■ Task statement
Report every line in the records below that contains the word "then", treating uppercase and lowercase as different.

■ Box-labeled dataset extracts
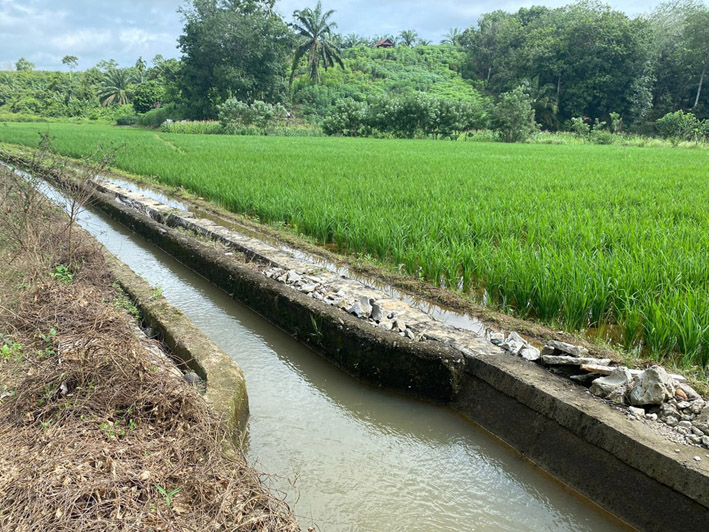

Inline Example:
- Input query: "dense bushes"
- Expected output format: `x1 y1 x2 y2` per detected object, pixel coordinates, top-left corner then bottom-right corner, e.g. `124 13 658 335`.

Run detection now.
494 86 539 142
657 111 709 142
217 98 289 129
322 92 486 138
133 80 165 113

* * *

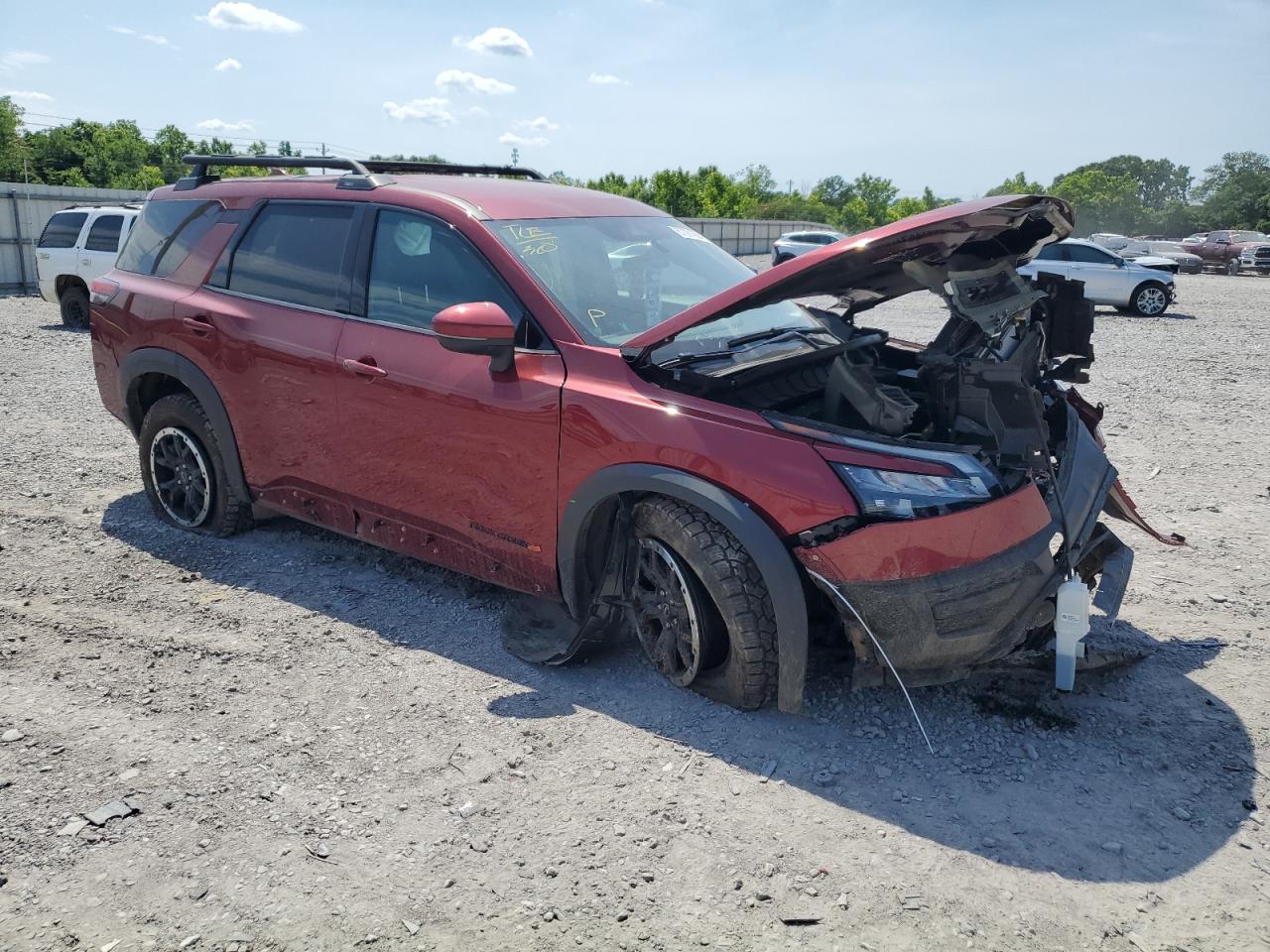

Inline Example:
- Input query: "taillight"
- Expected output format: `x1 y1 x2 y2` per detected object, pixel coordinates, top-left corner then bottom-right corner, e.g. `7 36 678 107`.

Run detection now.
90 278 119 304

■ Written answer
- Expected output format: `x1 y1 x2 y2` per detected object, pixel coordinates, top-left corner then bottom-right corner, e.g. `124 13 658 335`.
- Expected output format: `x1 y1 x2 y2` per detected object, pixel coordinates, top-left corner then bottom-right corner, e.g. `7 36 678 107`.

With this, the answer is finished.